Data listing:
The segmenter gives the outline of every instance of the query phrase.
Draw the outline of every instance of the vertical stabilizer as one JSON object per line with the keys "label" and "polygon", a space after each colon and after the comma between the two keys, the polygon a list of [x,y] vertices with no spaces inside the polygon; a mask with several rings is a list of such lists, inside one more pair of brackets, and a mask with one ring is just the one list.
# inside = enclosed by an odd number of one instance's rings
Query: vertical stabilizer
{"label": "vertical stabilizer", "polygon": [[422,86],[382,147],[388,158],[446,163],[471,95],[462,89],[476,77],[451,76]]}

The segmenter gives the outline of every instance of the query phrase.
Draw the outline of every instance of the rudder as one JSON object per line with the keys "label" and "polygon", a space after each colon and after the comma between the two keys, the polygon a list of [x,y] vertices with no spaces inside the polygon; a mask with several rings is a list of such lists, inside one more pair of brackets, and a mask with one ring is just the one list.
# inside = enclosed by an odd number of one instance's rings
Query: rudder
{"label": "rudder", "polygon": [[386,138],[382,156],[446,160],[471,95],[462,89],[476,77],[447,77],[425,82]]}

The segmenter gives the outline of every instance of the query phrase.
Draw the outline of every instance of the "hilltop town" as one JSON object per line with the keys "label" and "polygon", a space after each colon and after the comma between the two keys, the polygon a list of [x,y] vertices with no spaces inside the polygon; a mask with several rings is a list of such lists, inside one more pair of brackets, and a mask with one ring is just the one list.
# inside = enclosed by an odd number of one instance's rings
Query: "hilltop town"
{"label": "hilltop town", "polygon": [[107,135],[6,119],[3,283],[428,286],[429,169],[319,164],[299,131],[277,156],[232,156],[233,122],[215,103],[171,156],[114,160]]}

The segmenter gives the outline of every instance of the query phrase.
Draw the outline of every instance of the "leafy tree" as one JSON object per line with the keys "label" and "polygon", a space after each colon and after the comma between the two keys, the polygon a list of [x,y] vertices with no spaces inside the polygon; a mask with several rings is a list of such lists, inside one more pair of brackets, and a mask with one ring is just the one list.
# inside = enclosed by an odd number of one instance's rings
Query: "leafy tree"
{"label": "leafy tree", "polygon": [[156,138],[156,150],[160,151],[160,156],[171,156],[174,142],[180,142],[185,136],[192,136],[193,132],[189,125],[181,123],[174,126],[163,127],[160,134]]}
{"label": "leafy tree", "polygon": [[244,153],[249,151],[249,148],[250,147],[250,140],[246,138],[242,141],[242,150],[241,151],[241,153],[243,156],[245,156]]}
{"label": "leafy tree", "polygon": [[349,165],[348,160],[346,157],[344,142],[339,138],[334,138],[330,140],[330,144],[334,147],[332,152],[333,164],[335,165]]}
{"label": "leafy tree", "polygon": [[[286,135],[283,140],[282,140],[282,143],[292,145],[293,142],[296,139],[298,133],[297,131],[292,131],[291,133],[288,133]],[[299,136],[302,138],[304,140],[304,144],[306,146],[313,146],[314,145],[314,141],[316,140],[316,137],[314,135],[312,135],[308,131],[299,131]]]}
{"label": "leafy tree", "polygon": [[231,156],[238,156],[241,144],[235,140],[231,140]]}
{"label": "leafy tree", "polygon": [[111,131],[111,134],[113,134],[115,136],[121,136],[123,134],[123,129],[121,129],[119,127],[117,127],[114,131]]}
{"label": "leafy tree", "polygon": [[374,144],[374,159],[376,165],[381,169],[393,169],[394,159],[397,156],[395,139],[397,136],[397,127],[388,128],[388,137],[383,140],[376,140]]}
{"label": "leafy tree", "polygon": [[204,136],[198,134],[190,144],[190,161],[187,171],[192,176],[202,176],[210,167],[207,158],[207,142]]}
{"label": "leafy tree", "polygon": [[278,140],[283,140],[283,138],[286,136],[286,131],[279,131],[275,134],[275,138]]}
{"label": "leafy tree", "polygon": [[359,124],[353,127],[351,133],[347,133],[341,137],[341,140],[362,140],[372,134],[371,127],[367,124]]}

Exercise: Please reproduce all of the items above without changing anything.

Finished task:
The segmenter gives the outline of every instance of the query phrase.
Draw the outline of every instance of the vertical stabilizer as one JSON object per line with the keys "label" and "polygon", a space after each colon and after the comma between the two keys, the polygon a list of [x,y] vertices with no spaces inside the polygon; a mask with several rings is a list of such lists, inside one more pair of brackets, and a mask with one ring is just the one list.
# inside = enclosed by an odd number of one instance's rings
Query: vertical stabilizer
{"label": "vertical stabilizer", "polygon": [[422,86],[382,147],[388,158],[446,163],[471,95],[462,89],[476,77],[451,76]]}

The segmenter gives the outline of every instance of the query phrase.
Draw the outline of every instance of the rudder as one JSON object per line with the keys "label" and "polygon", a space after each colon and after the comma between the two keys, the polygon a list of [x,y] vertices with no spaces inside the polygon; a mask with several rings is a list of such lists, inside one more pair of brackets, and a mask with one ring is just the one list.
# inside = enclosed by an odd number of one instance's rings
Query: rudder
{"label": "rudder", "polygon": [[386,138],[382,156],[446,160],[471,95],[462,89],[476,77],[447,77],[425,82]]}

The segmenter gives the outline of every instance of the query phrase.
Draw the outline of every instance of the "hilltop town" as one JSON object per line with the keys "label" and "polygon", a space after each colon and after the comma between the two keys, the polygon a list of [x,y] vertices with no spaces inside the polygon; a mask with several rings is a list of such lists, inside one more pair of brackets, and a mask with one ring is just the one list.
# inside = enclosed by an odd number of one instance's rings
Query: "hilltop town"
{"label": "hilltop town", "polygon": [[107,135],[6,119],[3,283],[428,286],[429,169],[319,164],[299,131],[277,156],[232,156],[233,122],[215,103],[171,156],[114,160]]}

The segmenter gives the outline of every instance of the query phrase.
Draw the outline of every instance of the "leafy tree" as one JSON object per line with the keys "label" and "polygon", a space after each colon and after the comma between the two keys, the polygon a list of [x,y] vertices with no spaces inside the polygon; a mask with several rings is a list of such lists, inside one more pair of brackets, and a mask with one ring is just the one list.
# inside = enclosed by an odd number of one instance's rings
Query: "leafy tree"
{"label": "leafy tree", "polygon": [[156,138],[156,150],[160,151],[160,156],[171,156],[174,142],[180,142],[185,136],[192,136],[193,132],[189,125],[181,123],[174,126],[163,127],[160,134]]}
{"label": "leafy tree", "polygon": [[244,153],[249,151],[249,148],[250,147],[250,140],[246,138],[242,141],[242,150],[241,151],[241,153],[243,156],[245,156]]}
{"label": "leafy tree", "polygon": [[349,165],[348,160],[346,157],[344,142],[339,138],[334,138],[330,140],[330,144],[334,147],[332,152],[333,164],[335,165]]}
{"label": "leafy tree", "polygon": [[[286,135],[283,140],[282,140],[282,143],[292,145],[293,142],[296,139],[298,133],[297,131],[292,131],[291,133],[288,133]],[[299,136],[302,138],[304,140],[304,144],[306,146],[313,146],[314,145],[314,141],[316,140],[316,137],[314,135],[312,135],[308,131],[299,131]]]}
{"label": "leafy tree", "polygon": [[231,156],[238,156],[241,144],[235,140],[231,140]]}
{"label": "leafy tree", "polygon": [[111,131],[111,134],[113,134],[115,136],[121,136],[123,134],[123,129],[121,129],[119,127],[117,127],[114,131]]}
{"label": "leafy tree", "polygon": [[374,144],[374,159],[376,165],[381,169],[393,169],[394,159],[397,156],[395,139],[397,136],[397,127],[388,128],[388,137],[383,140],[376,140]]}
{"label": "leafy tree", "polygon": [[204,136],[198,134],[190,144],[190,161],[187,171],[192,176],[202,176],[210,167],[207,158],[207,142]]}
{"label": "leafy tree", "polygon": [[278,140],[283,140],[283,138],[286,136],[286,131],[279,131],[275,134],[275,138]]}
{"label": "leafy tree", "polygon": [[359,124],[353,127],[351,133],[347,133],[341,137],[341,140],[362,140],[372,134],[371,127],[367,124]]}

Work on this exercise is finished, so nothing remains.